• WORK REQUIRED:
Rewrite the data below with every "forest" changed to "woodland" and nothing else altered.

• WORKING DATA:

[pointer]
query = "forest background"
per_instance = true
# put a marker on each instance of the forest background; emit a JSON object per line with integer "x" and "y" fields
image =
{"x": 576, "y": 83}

• ANSWER FOR THE TASK:
[pointer]
query = "woodland background"
per_instance = true
# put a marker on each instance of the woodland background; emit a JSON object per line with integer "x" and "y" fields
image =
{"x": 576, "y": 83}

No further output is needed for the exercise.